+++ Extrait choisi

Un soldat de l’armée libanaise à bord d’un véhicule blindé de transport de troupes faisant un signe de victoire, alors qu’un convoi entre dans le village de Mansouri en vue d’être déployé dans le sud du Liban, à la suite du cessez-le-feu entre Israël et le Hezbollah qui est entré en vigueur le 27 novembre 2024. (Crédit : Hussein Malla/AP)

Israël n’est pas à l’abri du danger

La campagne israélienne contre le Hezbollah a véritablement commencé à la mi-septembre, par l’explosion simultanée de milliers de bipeurs et de talkies-walkies du groupe, sabotés à distance par Israël.

Cette opération faisait suite à près d’un an d’attaques quasi quotidiennes à la roquette et au drone contre le nord d’Israël, qui avaient débuté le 8 octobre 2023. Ce jour-là, le Hezbollah, sans provocation préalable, avait ouvert le feu sur Israël, affirmant agir ainsi en soutien au Hamas, groupe terroriste palestinien soutenu, lui aussi, par l’Iran, qui, la veille avait perpétré un véritable pogrom dans le sud du pays au cours duquel les terroristes du groupe ont assassiné plus 1 200 personnes et en ont pris 251 en otage pour les emmener dans la bande de Gaza, déclenchant ainsi la guerre toujours en cours à Gaza.

Mais si l’offensive de l’automne 2024 a permis à Israël d’éliminer une grande partie de l’arsenal de roquettes et d’affaiblir la structure de commandement et de contrôle du groupe, celui-ci reste loin d’être neutralisé.

« En termes de menace pour Israël, [le Hezbollah] est redevenu une organisation terroriste plus traditionnelle », a indiqué Levitt. « Il peut toujours effectuer des raids transfrontaliers. Il essaiera de déplacer du matériel au sud de la ligne de démarcation. Dans un avenir pas trop lointain, il pourra encore tirer des roquettes. Il a ont également la capacité de mener des attaques à l’étranger. »

« Ce sont des menaces très sérieuses qu’il ne faut pas sous-estimer. Mais elles ne sont pas comparables à la menace de roquettes et de missiles à grande échelle que le Hezbollah représentait auparavant », a-t-il ajouté.

Des secouristes et des policiers sur les lieux de l’impact d’une roquette meurtrière du Hezbollah à Shfar’am, dans le nord d’Israël, le 18 novembre 2024. (Crédit : Leo Correa/AP)

Tsahal devra donc rester vigilant même après la trêve de 60 jours, qui lui permet de rester temporairement déployé sur le territoire libanais, tout en continuant à cibler les membres du Hezbollah qui violent l’accord de cessez-le-feu signé fin novembre.

++++++

**Consignes:**
1/ Réécrivez sous forme de liste le paragraphe de l'extrait sur la menace du Hezbollah qui commence par « Tsahal devra donc », en conservant ses faits principaux.
2/ Rédigez la suite de l'extrait sur la menace du Hezbollah à partir de sa dernière phrase.

+++ Lignes de données

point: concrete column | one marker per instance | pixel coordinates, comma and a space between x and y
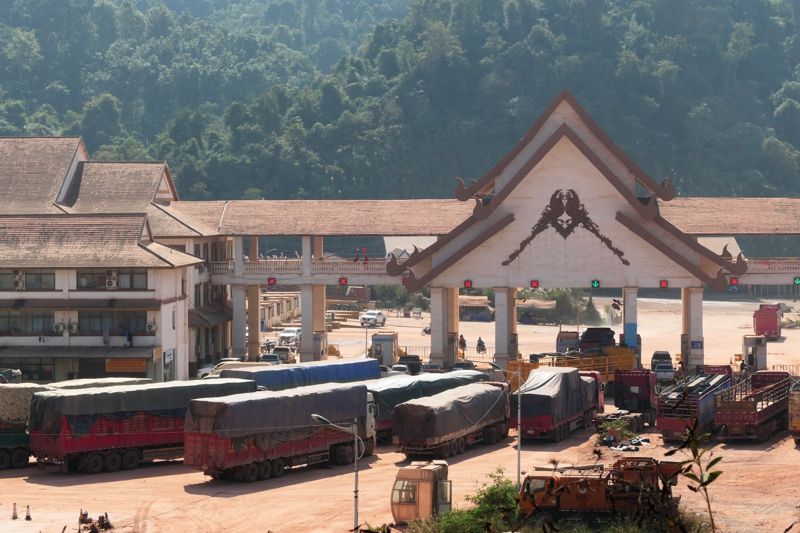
253, 323
238, 255
630, 321
239, 312
306, 323
439, 325
318, 303
692, 344
306, 242
504, 324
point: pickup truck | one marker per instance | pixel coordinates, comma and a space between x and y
372, 318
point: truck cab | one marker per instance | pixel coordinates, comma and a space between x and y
421, 490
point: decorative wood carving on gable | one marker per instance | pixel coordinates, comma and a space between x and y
565, 213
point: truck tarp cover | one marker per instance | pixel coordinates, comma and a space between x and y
393, 390
48, 407
280, 377
276, 411
450, 414
556, 392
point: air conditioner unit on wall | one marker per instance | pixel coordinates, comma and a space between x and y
111, 280
19, 280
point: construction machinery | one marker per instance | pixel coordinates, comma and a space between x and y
421, 491
754, 408
629, 485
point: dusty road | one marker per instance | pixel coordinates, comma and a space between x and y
759, 490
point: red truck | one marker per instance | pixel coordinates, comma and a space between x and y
256, 436
690, 402
767, 321
755, 408
558, 400
115, 428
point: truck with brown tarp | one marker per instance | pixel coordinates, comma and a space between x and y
557, 401
113, 428
259, 435
446, 423
755, 408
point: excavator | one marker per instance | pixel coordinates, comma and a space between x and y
630, 484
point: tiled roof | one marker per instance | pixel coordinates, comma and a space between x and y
733, 216
113, 187
81, 241
32, 170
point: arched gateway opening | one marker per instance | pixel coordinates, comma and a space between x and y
565, 207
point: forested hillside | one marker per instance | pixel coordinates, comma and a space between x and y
393, 98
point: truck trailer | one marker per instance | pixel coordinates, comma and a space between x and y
558, 400
446, 423
690, 402
255, 436
280, 377
755, 408
115, 428
15, 405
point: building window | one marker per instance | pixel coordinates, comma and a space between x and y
26, 323
40, 280
114, 322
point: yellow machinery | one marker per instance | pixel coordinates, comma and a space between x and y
421, 490
615, 358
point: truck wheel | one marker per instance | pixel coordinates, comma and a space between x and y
278, 468
112, 462
19, 458
130, 459
5, 460
93, 463
264, 470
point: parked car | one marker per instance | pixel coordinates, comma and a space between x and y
207, 369
664, 373
289, 337
372, 318
660, 357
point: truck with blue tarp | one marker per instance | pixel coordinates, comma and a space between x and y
280, 377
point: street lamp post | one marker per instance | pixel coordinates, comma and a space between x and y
356, 456
519, 417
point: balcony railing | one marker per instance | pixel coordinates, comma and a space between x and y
295, 266
773, 265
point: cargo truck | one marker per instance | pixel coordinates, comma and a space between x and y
255, 436
690, 402
115, 428
755, 408
15, 404
794, 411
280, 377
446, 423
390, 391
557, 401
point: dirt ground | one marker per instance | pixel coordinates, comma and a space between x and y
758, 491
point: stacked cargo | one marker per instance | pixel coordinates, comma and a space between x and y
117, 427
446, 423
259, 435
690, 403
556, 401
280, 377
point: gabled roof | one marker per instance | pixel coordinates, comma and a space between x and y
32, 170
119, 187
486, 183
82, 241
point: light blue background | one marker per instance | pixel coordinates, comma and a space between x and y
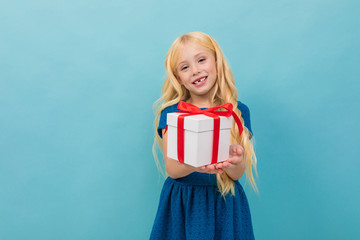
77, 83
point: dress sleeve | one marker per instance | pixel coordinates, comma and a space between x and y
245, 114
162, 121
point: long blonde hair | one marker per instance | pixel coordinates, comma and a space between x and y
224, 91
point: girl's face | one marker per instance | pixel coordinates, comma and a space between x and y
196, 69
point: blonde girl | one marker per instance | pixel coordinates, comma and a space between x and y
206, 202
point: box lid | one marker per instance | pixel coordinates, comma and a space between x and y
198, 123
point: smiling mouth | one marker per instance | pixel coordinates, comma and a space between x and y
199, 80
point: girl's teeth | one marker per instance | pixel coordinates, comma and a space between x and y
199, 81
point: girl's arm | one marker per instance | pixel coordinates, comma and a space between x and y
177, 170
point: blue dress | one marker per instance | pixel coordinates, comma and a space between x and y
192, 208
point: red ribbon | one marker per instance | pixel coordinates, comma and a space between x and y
211, 112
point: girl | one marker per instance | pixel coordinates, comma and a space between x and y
206, 202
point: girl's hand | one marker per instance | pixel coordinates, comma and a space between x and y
236, 157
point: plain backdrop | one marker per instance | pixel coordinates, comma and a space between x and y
77, 84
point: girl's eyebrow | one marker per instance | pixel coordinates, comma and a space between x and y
196, 55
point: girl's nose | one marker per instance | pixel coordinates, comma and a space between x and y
195, 70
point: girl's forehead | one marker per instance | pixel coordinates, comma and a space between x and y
191, 49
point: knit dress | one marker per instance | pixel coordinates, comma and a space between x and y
192, 208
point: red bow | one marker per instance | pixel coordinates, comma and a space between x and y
211, 112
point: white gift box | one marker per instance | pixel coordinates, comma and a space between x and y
198, 138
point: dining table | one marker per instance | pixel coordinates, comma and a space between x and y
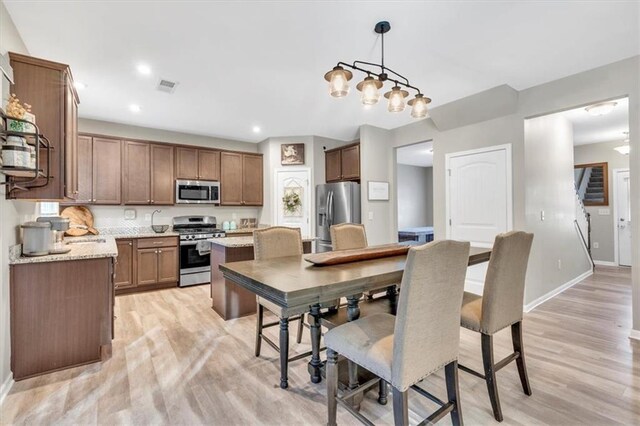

++++++

**Consignes résolues:**
1/
- Tsahal devra rester vigilant même après la trêve de 60 jours.
- Cette trêve lui permet de rester temporairement déployé sur le territoire libanais.
- Tsahal continue de cibler les membres du Hezbollah qui violent l'accord de cessez-le-feu signé fin novembre.

2/
« Personne ne s’attend à ce qu’Israël reste les bras croisés face aux préparations de ses ennemis visant à frapper à nouveau les civils israéliens », a souligné Levitt.

Israël ne peut pas non plus se reposer sur ses lauriers, car le nouveau régime syrien, dirigé par le chef rebelle Ahmed al-Sharaa, est hostile au Hezbollah et à l’Iran.

Al-Sharaa et son gouvernement cherchent actuellement à obtenir une reconnaissance internationale, mais leurs forces de sécurité, débordées, auront besoin de temps pour étendre leur contrôle à l’ensemble du territoire syrien. Pendant cette période d’instabilité, l’Iran pourrait tenter de profiter du vide de pouvoir dans certaines régions pour acheminer des armes à son mandataire libanais, selon Mike Knights, expert des milices soutenues par l’Iran et éminent chercheur au Washington Institute.

Walid Jumblatt (G), l’ancien chef druze du Parti socialiste progressiste (PSP) du Liban, serre la main du chef syrien Ahmed al-Sharaa (D) lors d’une visite à Damas le 22 décembre 2024. (Crédit : AFP)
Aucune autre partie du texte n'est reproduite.